TASK TO COMPLETE ->
Reproduce all entries word for word.

-- START OF EXCERPTED DATA --

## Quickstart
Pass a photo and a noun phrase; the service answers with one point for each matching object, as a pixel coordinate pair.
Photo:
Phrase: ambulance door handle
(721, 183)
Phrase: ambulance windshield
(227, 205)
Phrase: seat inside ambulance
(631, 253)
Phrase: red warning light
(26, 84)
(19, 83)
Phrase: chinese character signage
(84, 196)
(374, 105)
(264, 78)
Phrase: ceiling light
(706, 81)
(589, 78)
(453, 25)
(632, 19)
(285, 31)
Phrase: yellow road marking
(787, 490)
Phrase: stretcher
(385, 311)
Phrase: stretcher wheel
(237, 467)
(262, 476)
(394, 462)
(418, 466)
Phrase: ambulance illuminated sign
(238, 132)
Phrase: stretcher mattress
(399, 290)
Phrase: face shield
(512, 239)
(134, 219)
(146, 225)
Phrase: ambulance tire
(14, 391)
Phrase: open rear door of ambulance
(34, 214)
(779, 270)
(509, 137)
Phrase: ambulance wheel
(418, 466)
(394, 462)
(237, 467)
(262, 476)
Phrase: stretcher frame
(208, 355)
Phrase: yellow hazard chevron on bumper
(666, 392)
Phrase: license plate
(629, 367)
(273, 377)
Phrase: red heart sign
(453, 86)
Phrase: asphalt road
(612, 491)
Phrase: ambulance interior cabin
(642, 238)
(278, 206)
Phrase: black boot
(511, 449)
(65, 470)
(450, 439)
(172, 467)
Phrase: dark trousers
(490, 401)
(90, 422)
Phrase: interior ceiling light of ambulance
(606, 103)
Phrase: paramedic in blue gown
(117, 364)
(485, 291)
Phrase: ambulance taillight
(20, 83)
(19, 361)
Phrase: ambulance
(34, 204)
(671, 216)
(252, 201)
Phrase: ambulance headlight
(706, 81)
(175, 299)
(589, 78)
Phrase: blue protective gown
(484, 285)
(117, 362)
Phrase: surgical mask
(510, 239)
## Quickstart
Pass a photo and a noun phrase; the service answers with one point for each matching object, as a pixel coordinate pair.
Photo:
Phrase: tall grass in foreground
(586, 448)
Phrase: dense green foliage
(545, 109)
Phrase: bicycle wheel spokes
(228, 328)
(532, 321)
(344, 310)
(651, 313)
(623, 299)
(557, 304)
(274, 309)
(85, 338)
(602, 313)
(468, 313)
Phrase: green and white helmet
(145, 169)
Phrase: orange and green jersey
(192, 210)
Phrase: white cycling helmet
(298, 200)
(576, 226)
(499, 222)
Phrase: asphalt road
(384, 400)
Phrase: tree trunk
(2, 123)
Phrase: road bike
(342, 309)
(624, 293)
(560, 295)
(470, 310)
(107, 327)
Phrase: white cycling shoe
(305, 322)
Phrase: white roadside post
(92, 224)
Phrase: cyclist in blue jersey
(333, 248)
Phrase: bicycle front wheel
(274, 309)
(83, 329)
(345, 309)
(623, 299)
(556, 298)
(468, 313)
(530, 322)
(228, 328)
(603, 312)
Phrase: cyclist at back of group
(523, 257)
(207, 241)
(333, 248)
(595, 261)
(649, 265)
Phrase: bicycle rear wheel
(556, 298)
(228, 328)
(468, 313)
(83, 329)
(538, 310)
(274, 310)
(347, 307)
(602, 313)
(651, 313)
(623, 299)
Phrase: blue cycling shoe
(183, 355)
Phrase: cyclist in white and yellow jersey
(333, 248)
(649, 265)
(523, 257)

-- END OF EXCERPTED DATA --

THE ANSWER ->
## Quickstart
Pass a photo and a noun phrase; the service answers with one point for each matching object, as a pixel coordinate pair.
Photo:
Phrase: ambulance door handle
(721, 183)
Phrase: ambulance windshield
(227, 205)
Phrase: seat inside ambulance
(631, 253)
Phrase: red warning light
(26, 84)
(19, 83)
Phrase: chinese character signage
(84, 196)
(374, 105)
(264, 78)
Phrase: ceiling light
(706, 81)
(589, 78)
(453, 25)
(632, 19)
(285, 31)
Phrase: yellow road marking
(787, 490)
Phrase: stretcher
(385, 311)
Phrase: stretcher wheel
(237, 467)
(262, 476)
(394, 462)
(418, 466)
Phrase: ambulance illuminated sign
(238, 132)
Phrase: stretcher mattress
(399, 290)
Phrase: face shield
(512, 239)
(134, 219)
(146, 225)
Phrase: ambulance tire
(14, 391)
Phrase: open rear door of ambulance
(34, 214)
(779, 270)
(509, 137)
Phrase: ambulance wheel
(418, 466)
(394, 462)
(237, 467)
(262, 476)
Phrase: stretcher frame
(208, 355)
Phrase: yellow hazard chevron on bumper
(666, 392)
Phrase: license plate
(629, 367)
(273, 377)
Phrase: red heart sign
(453, 86)
Phrase: asphalt road
(612, 491)
Phrase: ambulance interior cabin
(642, 238)
(278, 206)
Phrase: black boot
(511, 449)
(65, 470)
(450, 439)
(172, 467)
Phrase: dark trousers
(490, 401)
(90, 422)
Phrase: interior ceiling light of ambulance
(606, 103)
Phrase: paramedic in blue gown
(117, 364)
(485, 291)
Phrase: ambulance taillight
(20, 83)
(19, 361)
Phrase: ambulance
(34, 204)
(671, 216)
(252, 201)
Phrase: ambulance headlight
(706, 81)
(175, 299)
(589, 78)
Phrase: blue protective gown
(484, 285)
(117, 362)
Phrase: surgical mask
(510, 239)
## Quickstart
Pass a photo and a noun phrase; the service answers with one point for each matching object, as a pixel coordinate pair.
Photo:
Phrase: tall grass in foreground
(586, 448)
Phrase: dense green foliage
(545, 109)
Phrase: bicycle wheel spokes
(228, 328)
(532, 321)
(344, 310)
(651, 313)
(623, 299)
(557, 304)
(274, 309)
(85, 338)
(602, 313)
(468, 313)
Phrase: green and white helmet
(145, 169)
Phrase: orange and green jersey
(192, 210)
Phrase: white cycling helmet
(298, 200)
(576, 226)
(499, 222)
Phrase: asphalt road
(384, 400)
Phrase: tree trunk
(2, 123)
Phrase: road bike
(342, 309)
(624, 293)
(560, 295)
(470, 310)
(107, 327)
Phrase: white cycling shoe
(305, 322)
Phrase: white roadside post
(92, 224)
Phrase: cyclist in blue jersey
(333, 248)
Phrase: bicycle front wheel
(274, 309)
(83, 329)
(345, 309)
(623, 299)
(556, 298)
(468, 313)
(530, 322)
(228, 328)
(603, 312)
Phrase: cyclist at back of group
(523, 257)
(207, 241)
(333, 248)
(595, 261)
(649, 265)
Phrase: bicycle rear wheel
(556, 298)
(228, 328)
(468, 313)
(83, 329)
(538, 310)
(274, 310)
(347, 307)
(602, 313)
(651, 313)
(623, 299)
Phrase: blue cycling shoe
(183, 355)
Phrase: cyclist in white and yellow jersey
(333, 248)
(649, 265)
(523, 257)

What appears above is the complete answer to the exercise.